++++ Material for this task ++++

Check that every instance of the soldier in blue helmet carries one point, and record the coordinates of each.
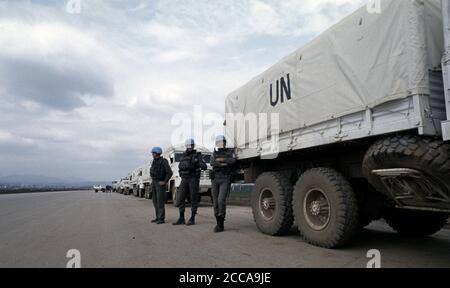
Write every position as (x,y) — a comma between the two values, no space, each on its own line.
(223,162)
(190,167)
(161,174)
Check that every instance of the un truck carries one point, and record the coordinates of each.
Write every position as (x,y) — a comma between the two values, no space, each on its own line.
(357,127)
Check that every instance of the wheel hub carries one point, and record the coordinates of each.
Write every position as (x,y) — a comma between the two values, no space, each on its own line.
(317,209)
(267,204)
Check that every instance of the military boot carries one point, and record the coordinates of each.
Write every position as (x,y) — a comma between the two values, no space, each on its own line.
(181,220)
(218,227)
(192,220)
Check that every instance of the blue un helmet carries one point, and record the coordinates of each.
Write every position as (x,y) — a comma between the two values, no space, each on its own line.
(221,141)
(157,150)
(190,143)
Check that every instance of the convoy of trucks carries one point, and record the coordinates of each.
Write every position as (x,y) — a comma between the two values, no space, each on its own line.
(358,124)
(138,182)
(362,118)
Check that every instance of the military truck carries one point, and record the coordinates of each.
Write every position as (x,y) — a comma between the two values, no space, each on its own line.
(124,185)
(173,155)
(115,186)
(357,127)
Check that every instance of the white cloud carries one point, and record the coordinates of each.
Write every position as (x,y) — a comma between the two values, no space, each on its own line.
(162,57)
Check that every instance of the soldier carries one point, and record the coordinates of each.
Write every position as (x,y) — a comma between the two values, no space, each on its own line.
(222,162)
(161,174)
(190,167)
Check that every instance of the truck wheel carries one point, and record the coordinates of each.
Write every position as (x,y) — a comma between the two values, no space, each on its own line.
(416,223)
(272,204)
(325,208)
(432,157)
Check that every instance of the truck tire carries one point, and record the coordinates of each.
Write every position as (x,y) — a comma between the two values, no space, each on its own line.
(325,208)
(272,204)
(431,157)
(416,223)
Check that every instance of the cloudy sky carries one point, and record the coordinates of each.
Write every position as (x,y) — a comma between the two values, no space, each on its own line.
(87,94)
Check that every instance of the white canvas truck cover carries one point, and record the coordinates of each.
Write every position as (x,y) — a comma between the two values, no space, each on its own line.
(365,60)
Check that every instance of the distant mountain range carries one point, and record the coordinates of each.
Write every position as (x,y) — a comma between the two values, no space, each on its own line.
(38,180)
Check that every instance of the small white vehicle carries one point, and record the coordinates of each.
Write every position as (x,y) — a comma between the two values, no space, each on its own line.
(173,155)
(115,186)
(141,181)
(124,186)
(99,188)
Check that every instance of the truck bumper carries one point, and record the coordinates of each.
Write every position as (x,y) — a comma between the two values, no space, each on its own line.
(446,130)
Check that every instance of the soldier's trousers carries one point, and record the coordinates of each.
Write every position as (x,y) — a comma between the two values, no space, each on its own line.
(220,192)
(159,200)
(188,186)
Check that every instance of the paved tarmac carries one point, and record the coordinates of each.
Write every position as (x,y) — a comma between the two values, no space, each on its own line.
(112,230)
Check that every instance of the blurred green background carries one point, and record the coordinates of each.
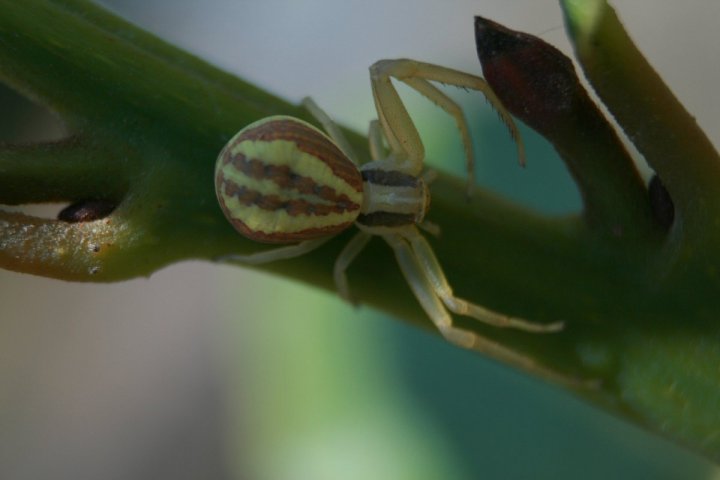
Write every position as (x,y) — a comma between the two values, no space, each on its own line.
(206,371)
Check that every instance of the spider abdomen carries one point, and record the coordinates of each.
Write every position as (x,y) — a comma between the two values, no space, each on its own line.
(281,180)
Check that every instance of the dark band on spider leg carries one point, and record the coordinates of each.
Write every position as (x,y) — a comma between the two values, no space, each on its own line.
(386,219)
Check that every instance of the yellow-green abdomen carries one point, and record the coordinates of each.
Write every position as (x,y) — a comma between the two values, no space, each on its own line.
(281,180)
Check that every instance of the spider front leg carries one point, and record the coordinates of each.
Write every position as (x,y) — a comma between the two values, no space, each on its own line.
(280,253)
(422,255)
(425,286)
(400,131)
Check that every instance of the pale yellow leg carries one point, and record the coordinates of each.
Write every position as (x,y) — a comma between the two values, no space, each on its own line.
(431,269)
(425,292)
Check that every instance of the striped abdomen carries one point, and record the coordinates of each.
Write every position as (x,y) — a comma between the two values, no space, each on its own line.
(281,180)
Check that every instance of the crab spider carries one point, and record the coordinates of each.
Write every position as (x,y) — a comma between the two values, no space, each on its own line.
(281,180)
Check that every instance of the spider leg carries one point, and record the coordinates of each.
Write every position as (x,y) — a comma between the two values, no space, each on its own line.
(427,261)
(330,127)
(281,253)
(426,294)
(375,141)
(346,257)
(418,75)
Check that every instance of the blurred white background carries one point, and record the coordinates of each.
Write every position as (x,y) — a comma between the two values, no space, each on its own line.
(204,371)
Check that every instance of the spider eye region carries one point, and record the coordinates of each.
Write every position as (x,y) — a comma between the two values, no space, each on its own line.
(281,180)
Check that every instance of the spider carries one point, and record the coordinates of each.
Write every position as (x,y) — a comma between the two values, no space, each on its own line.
(281,180)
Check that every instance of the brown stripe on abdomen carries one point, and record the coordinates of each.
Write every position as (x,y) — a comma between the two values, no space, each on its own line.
(294,207)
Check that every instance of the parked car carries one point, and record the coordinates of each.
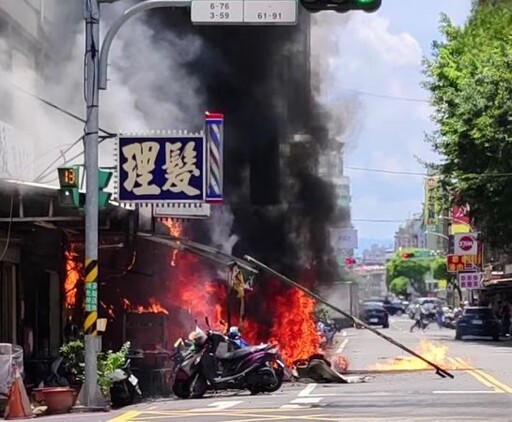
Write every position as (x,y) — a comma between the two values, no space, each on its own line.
(394,308)
(479,322)
(373,313)
(428,303)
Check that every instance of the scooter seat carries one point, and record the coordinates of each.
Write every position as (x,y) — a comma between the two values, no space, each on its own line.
(240,353)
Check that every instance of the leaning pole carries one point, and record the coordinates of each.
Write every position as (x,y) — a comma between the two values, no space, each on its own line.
(439,371)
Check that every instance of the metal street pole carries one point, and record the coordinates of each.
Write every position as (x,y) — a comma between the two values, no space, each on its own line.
(90,396)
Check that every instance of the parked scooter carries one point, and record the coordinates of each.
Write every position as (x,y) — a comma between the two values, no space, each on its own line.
(212,366)
(125,388)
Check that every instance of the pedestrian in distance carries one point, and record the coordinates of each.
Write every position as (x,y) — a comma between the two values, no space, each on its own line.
(419,316)
(440,317)
(505,319)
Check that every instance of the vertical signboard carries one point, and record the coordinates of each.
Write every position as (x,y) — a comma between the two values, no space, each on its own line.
(161,169)
(431,216)
(460,219)
(470,281)
(214,135)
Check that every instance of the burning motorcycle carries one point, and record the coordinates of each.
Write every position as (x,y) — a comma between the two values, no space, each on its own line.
(210,366)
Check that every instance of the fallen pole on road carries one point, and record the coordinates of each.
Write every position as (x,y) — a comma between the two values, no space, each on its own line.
(439,371)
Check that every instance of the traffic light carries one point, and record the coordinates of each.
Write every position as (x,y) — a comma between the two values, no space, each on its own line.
(341,6)
(104,177)
(69,180)
(349,261)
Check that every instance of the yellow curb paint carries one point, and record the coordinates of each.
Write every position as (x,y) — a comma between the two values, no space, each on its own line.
(125,417)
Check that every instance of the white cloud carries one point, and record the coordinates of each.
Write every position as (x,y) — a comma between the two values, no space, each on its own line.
(397,49)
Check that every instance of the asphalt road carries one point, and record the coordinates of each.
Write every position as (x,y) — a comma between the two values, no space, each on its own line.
(478,392)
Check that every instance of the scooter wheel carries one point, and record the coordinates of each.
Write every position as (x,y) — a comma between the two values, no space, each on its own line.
(198,387)
(181,389)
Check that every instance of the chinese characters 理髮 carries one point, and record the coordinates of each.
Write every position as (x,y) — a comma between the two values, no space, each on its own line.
(140,163)
(180,166)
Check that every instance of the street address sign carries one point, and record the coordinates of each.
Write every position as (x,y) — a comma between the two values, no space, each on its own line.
(250,12)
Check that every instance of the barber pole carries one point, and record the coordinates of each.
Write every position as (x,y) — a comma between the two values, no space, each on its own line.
(214,133)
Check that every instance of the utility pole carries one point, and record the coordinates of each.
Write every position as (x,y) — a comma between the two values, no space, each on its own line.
(90,396)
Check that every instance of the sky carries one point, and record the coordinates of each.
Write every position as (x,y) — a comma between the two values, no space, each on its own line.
(381,53)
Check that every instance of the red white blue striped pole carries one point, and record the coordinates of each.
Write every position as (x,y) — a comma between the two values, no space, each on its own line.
(214,135)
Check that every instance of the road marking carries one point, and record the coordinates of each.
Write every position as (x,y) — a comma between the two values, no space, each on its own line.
(126,416)
(342,346)
(306,400)
(484,377)
(463,392)
(219,405)
(308,390)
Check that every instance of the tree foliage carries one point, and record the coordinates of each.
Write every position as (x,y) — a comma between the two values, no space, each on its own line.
(399,285)
(470,79)
(413,270)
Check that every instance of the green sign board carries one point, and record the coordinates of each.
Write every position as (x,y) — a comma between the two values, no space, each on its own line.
(91,297)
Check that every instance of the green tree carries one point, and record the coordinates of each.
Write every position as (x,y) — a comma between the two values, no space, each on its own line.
(413,269)
(399,285)
(470,80)
(439,270)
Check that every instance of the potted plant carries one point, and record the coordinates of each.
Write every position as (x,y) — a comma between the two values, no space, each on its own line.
(107,363)
(73,353)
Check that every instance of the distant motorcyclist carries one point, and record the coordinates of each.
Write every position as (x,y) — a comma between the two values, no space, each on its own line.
(419,316)
(236,338)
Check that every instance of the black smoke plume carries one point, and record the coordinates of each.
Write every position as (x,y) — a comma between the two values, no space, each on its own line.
(259,77)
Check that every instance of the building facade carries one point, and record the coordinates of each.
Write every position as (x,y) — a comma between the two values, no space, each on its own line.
(343,236)
(410,235)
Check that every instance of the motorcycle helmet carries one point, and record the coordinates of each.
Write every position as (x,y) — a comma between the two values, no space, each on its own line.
(234,332)
(197,336)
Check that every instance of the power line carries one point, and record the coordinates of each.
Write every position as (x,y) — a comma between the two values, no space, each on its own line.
(376,220)
(372,170)
(386,97)
(56,107)
(413,173)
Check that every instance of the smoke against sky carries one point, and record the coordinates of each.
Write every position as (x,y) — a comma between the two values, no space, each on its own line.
(342,110)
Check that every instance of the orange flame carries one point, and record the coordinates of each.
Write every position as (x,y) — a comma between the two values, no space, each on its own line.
(436,353)
(73,275)
(175,229)
(154,307)
(294,327)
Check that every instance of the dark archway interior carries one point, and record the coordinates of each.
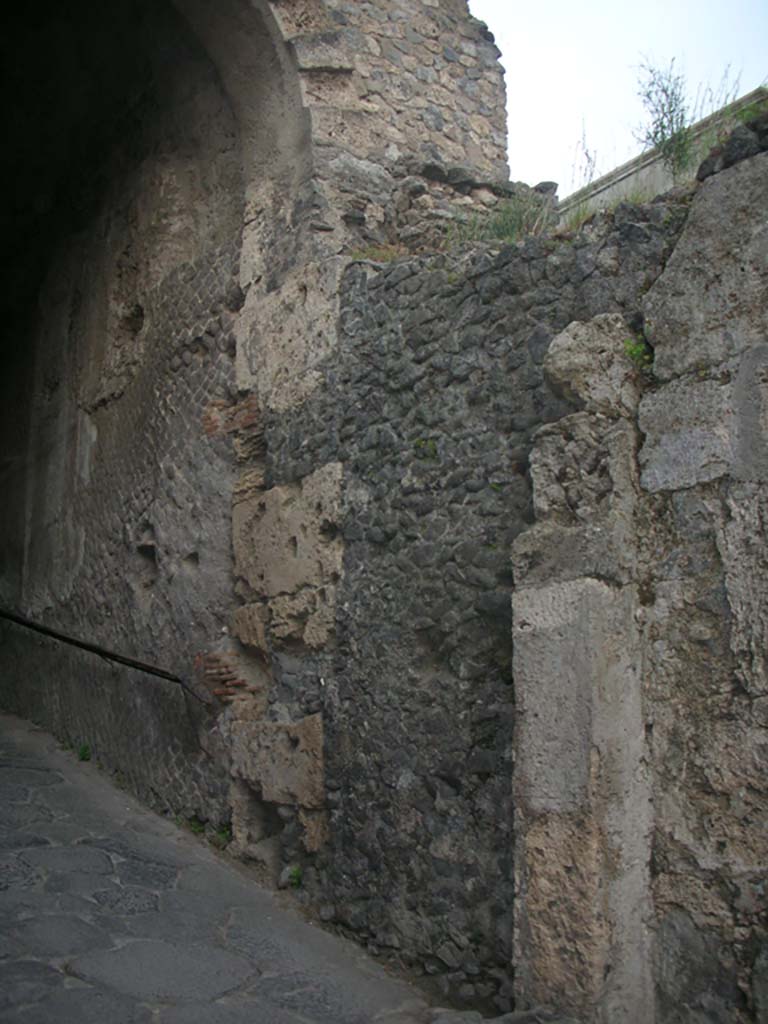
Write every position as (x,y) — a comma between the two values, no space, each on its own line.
(78,81)
(123,180)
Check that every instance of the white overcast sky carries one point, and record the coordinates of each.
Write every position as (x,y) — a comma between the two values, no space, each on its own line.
(572,65)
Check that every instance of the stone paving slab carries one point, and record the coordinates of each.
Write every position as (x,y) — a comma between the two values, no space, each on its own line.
(109,912)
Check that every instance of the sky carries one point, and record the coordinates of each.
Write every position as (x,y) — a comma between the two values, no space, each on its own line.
(572,72)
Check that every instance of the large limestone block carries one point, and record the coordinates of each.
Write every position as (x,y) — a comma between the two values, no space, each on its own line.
(711,302)
(284,335)
(741,544)
(584,472)
(699,429)
(577,666)
(289,551)
(583,815)
(589,361)
(284,761)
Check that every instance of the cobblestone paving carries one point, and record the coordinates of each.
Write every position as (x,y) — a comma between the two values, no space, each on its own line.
(109,912)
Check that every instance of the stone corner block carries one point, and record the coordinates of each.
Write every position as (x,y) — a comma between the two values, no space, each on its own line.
(588,361)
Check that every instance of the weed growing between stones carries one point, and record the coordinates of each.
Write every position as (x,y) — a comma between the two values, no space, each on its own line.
(384,253)
(510,221)
(641,354)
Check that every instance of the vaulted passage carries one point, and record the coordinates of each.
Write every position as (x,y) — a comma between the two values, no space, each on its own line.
(126,189)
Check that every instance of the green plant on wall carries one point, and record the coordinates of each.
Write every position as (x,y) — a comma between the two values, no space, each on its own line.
(641,354)
(670,117)
(511,220)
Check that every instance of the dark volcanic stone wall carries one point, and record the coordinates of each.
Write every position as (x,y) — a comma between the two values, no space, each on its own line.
(430,406)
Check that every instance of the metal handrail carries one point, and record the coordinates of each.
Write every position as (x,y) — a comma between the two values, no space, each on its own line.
(110,655)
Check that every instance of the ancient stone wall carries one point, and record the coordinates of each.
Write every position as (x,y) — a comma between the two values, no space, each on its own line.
(639,626)
(428,406)
(464,662)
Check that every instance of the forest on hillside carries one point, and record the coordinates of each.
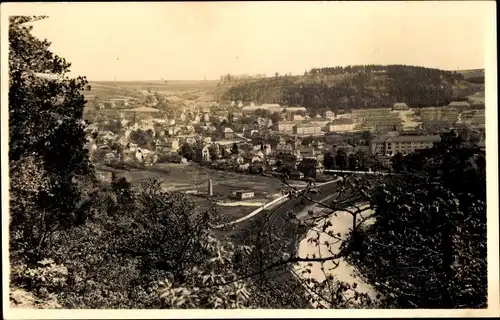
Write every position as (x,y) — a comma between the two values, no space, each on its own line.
(354,87)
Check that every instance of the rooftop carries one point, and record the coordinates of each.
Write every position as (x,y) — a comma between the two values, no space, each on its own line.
(459,104)
(142,109)
(341,121)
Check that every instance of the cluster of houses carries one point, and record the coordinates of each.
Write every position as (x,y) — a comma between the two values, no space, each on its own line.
(222,146)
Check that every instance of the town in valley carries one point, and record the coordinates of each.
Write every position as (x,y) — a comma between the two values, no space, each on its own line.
(348,175)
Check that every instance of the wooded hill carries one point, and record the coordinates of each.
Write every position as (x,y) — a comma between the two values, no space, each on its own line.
(355,87)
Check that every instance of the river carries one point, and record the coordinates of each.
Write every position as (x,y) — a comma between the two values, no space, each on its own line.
(341,223)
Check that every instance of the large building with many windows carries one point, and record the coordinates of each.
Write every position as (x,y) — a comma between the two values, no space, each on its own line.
(404,144)
(307,128)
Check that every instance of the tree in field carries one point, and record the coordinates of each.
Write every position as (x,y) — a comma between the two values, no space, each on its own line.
(397,162)
(234,149)
(47,162)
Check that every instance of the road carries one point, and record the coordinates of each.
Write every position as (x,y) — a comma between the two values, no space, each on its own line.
(279,233)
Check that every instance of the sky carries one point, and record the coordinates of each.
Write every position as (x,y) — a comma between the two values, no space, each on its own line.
(190,41)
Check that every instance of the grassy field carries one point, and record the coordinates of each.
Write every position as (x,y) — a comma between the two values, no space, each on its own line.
(193,179)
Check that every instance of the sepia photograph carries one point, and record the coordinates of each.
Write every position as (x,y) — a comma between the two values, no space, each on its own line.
(309,158)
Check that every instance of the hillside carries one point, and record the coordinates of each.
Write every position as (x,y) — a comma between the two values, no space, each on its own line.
(355,87)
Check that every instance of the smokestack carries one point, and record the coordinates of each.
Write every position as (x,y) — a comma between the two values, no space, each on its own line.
(210,188)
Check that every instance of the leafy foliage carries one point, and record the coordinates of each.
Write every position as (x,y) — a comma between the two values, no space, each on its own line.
(427,246)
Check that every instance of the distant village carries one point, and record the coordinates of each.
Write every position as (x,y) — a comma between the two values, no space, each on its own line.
(259,138)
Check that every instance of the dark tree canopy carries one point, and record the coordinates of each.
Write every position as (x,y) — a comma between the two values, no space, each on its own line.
(427,246)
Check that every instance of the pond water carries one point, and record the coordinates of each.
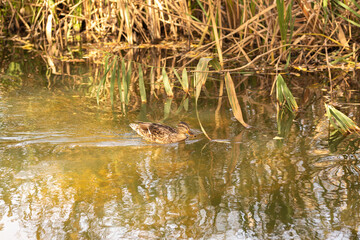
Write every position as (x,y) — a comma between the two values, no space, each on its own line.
(73,170)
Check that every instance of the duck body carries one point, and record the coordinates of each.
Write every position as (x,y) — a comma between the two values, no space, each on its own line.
(158,133)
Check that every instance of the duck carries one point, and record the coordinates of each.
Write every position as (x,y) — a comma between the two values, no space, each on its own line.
(159,133)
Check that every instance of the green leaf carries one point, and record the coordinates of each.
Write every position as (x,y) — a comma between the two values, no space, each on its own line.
(230,88)
(342,122)
(141,84)
(167,85)
(284,95)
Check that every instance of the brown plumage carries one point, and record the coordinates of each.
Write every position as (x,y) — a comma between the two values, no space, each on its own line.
(154,132)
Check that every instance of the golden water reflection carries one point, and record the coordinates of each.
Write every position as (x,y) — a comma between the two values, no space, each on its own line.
(73,172)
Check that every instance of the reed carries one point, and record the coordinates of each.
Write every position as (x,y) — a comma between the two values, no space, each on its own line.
(240,30)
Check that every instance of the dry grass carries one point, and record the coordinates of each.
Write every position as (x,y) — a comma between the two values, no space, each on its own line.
(296,33)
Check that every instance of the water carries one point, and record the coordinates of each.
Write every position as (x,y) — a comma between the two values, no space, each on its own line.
(72,170)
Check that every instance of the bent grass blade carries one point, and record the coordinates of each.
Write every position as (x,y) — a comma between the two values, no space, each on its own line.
(141,84)
(284,95)
(199,80)
(230,88)
(342,122)
(167,85)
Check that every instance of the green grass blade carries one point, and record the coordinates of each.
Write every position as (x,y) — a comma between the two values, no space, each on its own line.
(342,122)
(230,88)
(128,80)
(199,81)
(167,85)
(124,85)
(167,107)
(103,79)
(284,95)
(200,75)
(112,81)
(141,84)
(119,81)
(183,80)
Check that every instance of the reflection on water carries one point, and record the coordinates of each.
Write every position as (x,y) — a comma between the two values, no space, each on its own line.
(69,171)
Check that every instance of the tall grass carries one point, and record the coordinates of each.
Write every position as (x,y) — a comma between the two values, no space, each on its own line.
(240,30)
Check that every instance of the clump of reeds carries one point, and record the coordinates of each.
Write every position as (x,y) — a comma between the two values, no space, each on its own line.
(250,33)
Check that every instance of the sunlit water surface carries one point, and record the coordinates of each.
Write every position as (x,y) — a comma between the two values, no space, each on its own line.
(72,170)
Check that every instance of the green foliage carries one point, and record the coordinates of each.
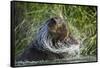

++++

The task
Report every line of the listing that contains the word "field", matching case exactly.

Answer to the exercise
Check that every instance of the tree in field carries one point, and record the coordinates of each.
Check that every instance of the grassy field carries one point, and record the coordinates of each.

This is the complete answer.